- _WHAT IS NEEDED_
Copy out every line of the material below word for word, in the same order.

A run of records
== == ==

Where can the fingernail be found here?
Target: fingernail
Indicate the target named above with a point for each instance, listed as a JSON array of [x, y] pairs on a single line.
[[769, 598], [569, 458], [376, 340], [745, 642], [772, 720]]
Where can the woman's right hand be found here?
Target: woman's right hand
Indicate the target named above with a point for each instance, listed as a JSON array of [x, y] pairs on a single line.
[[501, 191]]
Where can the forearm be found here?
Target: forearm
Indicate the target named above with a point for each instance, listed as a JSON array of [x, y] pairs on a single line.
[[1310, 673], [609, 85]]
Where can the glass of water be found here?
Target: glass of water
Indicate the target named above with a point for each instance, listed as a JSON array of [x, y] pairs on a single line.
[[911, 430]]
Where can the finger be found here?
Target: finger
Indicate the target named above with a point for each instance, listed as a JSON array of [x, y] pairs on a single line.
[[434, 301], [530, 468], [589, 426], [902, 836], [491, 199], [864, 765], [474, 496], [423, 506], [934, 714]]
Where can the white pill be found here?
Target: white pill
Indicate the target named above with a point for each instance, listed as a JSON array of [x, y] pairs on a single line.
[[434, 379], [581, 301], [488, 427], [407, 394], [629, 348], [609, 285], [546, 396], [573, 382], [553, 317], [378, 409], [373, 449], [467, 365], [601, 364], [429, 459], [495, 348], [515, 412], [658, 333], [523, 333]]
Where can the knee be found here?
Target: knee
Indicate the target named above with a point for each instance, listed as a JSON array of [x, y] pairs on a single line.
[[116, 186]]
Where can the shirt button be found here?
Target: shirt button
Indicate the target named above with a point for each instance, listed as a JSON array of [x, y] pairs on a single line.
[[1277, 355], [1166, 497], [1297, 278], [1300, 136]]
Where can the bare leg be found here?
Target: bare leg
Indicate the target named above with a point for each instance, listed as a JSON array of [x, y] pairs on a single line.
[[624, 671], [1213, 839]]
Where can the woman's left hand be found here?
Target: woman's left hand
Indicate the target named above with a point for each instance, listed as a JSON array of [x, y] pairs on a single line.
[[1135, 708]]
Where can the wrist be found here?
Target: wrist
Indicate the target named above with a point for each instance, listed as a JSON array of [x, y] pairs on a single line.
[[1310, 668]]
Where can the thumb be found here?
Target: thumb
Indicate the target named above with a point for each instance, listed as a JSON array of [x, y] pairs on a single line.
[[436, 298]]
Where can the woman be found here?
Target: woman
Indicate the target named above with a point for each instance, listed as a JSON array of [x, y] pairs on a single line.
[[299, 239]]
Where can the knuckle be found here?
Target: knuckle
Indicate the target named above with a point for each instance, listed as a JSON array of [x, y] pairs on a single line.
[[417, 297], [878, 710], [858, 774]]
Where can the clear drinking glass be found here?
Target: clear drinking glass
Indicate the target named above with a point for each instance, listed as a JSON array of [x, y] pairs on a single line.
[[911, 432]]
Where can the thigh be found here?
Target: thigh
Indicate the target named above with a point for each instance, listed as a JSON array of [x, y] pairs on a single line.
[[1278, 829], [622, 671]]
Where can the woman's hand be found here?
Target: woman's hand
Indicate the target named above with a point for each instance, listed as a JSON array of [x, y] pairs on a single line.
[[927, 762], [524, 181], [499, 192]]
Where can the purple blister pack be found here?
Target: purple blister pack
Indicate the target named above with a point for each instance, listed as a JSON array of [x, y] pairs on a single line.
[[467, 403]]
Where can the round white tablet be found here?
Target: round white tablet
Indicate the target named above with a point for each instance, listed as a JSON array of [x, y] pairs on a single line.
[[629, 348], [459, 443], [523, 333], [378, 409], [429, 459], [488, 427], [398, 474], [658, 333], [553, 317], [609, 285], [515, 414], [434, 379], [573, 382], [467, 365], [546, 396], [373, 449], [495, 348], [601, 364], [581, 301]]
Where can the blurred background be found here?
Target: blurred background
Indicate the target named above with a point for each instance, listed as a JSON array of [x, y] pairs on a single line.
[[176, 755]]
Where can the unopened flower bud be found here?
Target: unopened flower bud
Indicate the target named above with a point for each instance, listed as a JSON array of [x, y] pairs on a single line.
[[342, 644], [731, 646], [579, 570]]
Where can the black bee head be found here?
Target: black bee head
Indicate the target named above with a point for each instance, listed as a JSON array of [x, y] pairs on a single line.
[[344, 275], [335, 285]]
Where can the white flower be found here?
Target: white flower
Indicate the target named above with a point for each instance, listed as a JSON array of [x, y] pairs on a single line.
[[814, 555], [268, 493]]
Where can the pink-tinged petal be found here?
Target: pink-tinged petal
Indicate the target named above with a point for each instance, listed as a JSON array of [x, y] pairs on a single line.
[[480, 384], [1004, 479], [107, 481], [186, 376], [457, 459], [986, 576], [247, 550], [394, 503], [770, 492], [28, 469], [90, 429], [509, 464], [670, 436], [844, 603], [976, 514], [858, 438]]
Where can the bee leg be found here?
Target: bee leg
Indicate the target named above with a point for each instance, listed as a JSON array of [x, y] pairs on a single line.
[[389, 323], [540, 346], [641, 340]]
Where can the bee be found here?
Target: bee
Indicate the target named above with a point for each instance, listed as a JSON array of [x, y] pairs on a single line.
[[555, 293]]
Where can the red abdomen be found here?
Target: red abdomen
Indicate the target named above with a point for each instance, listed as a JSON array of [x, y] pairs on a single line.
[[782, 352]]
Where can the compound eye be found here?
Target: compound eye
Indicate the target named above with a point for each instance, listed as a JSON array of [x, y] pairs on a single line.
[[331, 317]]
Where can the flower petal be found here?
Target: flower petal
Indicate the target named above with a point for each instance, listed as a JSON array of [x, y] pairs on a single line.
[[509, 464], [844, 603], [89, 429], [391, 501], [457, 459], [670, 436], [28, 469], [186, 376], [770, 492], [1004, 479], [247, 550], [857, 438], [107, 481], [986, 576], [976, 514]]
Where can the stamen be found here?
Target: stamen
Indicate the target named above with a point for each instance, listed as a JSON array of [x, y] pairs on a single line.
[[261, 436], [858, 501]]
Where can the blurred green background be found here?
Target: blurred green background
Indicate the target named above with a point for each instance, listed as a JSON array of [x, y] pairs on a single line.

== == ==

- _THE SOLUTION_
Where can the fingernail be found here?
Target: fingernail
Indicate the target named above with a point for each instance, listed as a JSON array of [x, y] pairs on a single line.
[[769, 598], [569, 458], [376, 340], [745, 642], [772, 720]]
Where can the woman's right hand be found here?
Target: woman's right hand
Indicate the target named above with a point for each instance, listed as a JSON array of [x, y] pairs on a single line.
[[501, 191]]
Where can the forearm be found here?
Target: forearm
Indicate the target named above with a point for each instance, listed as a JSON array of [x, y] pairs on a single line.
[[1310, 673], [609, 85]]
Where can the glass of water be found here?
Target: glass of water
Indicate the target named above with a point for each instance, listed as a JSON array of [x, y] pairs on a single line.
[[911, 430]]
Where can the finger be found here?
Target: finger
Indicate the target named above with a point for each instance, listed as a JSON array of [x, y] pairs on a single line.
[[434, 301], [530, 468], [589, 426], [902, 836], [491, 199], [864, 765], [474, 496], [423, 506], [934, 714]]
Where can the white pill be found here?
Target: white pill
Indicate the target named above with a point for each instance, listed as a JSON array of [x, y] pairs on a single line.
[[434, 379], [581, 301], [488, 427], [407, 394], [629, 348], [609, 285], [546, 396], [573, 382], [553, 317], [378, 409], [373, 449], [467, 365], [601, 364], [429, 459], [495, 348], [515, 412], [658, 333], [523, 333]]
Where can the knee be found here?
Target: knee
Indicate the target named above with a point for each instance, listed as a JSON array of [x, y] pairs on a single line.
[[116, 186]]
Where can the shirt button be found here?
Target: shirt button
Indicate the target named above with a point for each instance, listed as a JSON array of [x, y] pairs on a single line.
[[1277, 355], [1166, 497], [1297, 278], [1300, 136]]
Where can the bare leg be found here?
Target: bare leg
Indicate the target named above with a point for each instance, listed as a JSON array of [x, y] pairs on a single line.
[[624, 671], [1213, 839]]
Where can the woman's left hand be found here?
Target: woman's left hand
Indicate the target named above with a point for each instance, listed as a JSON array of [x, y] pairs on a single line.
[[1135, 708]]
Where can the wrist be found here?
Target: wrist
Indicate the target named above with a point for each instance, listed as a JSON array of [x, y] pairs on a single line.
[[1310, 668]]
Where can the thumb be found here?
Target: thumb
Indicate the target named above with a point for each instance, listed as a JSON array of [x, y] pairs on a single line.
[[436, 298]]
Where can the woman be found here?
Target: woman
Indicate the target named above with a point for each instance, listed as a JSON array of [x, y] pairs on a single line.
[[299, 239]]
Where can the knuckle be found here?
Target: knuckle
Indicate the target named above with a point for each instance, listed as a JSON array of [x, y] pairs on a single line.
[[417, 297], [878, 710], [858, 774]]
Where can the clear drinking glass be found here?
Target: clear drinking glass
Indicate the target named above with a point for each instance, listed as a JSON array of [x, y] pairs on a single line.
[[911, 432]]
Where can the thigh be found here?
Target: thigh
Indicate the target named above with a point for each instance, listed as a JSON array of [x, y] pairs on a single line.
[[1278, 829], [622, 671]]
Where can the woman's hand be found here?
Target: woman's hand
Indicate the target named above with a point for each instance, listed as a JSON array of [x, y] pairs on a single line.
[[927, 762], [524, 181], [499, 192]]
Where can the purple blister pack be found here?
Target: purple blister pack
Indicate the target named above with a point for each instance, listed as a JSON array of [x, y] pairs on a single line.
[[467, 403]]
Where can the round white tablet be found here?
Target: round white tablet
Indicate the target named above with a point for each instance, listed as a JSON array of [x, y] pairs on a single line.
[[629, 348], [459, 443], [523, 333], [378, 409], [429, 459], [488, 427], [398, 474], [658, 333], [553, 317], [609, 285], [515, 414], [434, 379], [573, 382], [467, 365], [546, 396], [373, 449], [495, 348], [601, 364], [581, 301]]
Where can the blurred background be found here?
Target: blurred background
Indicate the target named above with a point for each instance, listed as a JSON array of [x, y] pairs on a single line.
[[176, 755]]
Where can the unopened flower bud be found here?
Target: unopened flower bud
Indicate the target named above with a point for each instance, listed as a JSON array of [x, y] pairs on a single line.
[[342, 644], [731, 646], [579, 570]]
Where can the black bee head be found here?
Target: black bee head
Indicate the target named above with a point for each instance, listed as a JSON array of [x, y] pairs on a single line.
[[344, 275], [335, 285]]
Where can the white flower be found here?
Target: white flower
Indicate the target named above with a point for each instance, listed as a JSON array of [x, y] pairs on a single line.
[[814, 555], [268, 493]]
Where can the pink-tinged petal be found here?
Target: pink-tinged petal
Indicate the target named above with a point for each instance, listed as a JSON array of [x, y] pairs on a single line.
[[480, 384], [1004, 479], [107, 481], [186, 376], [457, 459], [986, 576], [247, 550], [394, 503], [770, 492], [28, 469], [90, 429], [509, 464], [670, 436], [844, 603], [976, 514], [858, 438]]
Where can the bee leg be found here?
Target: bee leg
Indicate the target named above with a point for each instance, listed as a JSON array of [x, y] pairs on a single line.
[[389, 323], [540, 346], [641, 340]]
Where can the bee be found here?
Target: bee
Indicate the target named above with a point for each instance, listed as a JSON array of [x, y] pairs on a single line.
[[555, 293]]
Where can the red abdomen be found here?
Target: red abdomen
Indicate the target named above with a point for each instance, listed as a JSON array of [x, y] pairs on a single line.
[[782, 352]]
Where can the compound eye be found here?
Target: compound eye
Indicate the target named above with a point for each instance, listed as a JSON array of [x, y] pairs on a single line.
[[331, 317]]
Where can the flower petal be found here?
Target: flower petal
Indicate the target named above with a point for each instance, listed as a JSON array of [x, y] pairs on a single line.
[[509, 464], [844, 603], [89, 429], [391, 501], [457, 459], [670, 436], [28, 469], [186, 376], [770, 492], [1004, 479], [247, 550], [857, 438], [107, 481], [986, 576], [976, 514]]
Where can the stamen be found here?
Target: stamen
Indicate the target named above with a point for each instance, listed as a JSON array of [x, y] pairs on a single line.
[[261, 436], [858, 501]]
Where can the blurred green background be found here?
Target: blurred green background
Indicate the target named above with a point for each instance, listed as a JSON array of [x, y] pairs on a single line.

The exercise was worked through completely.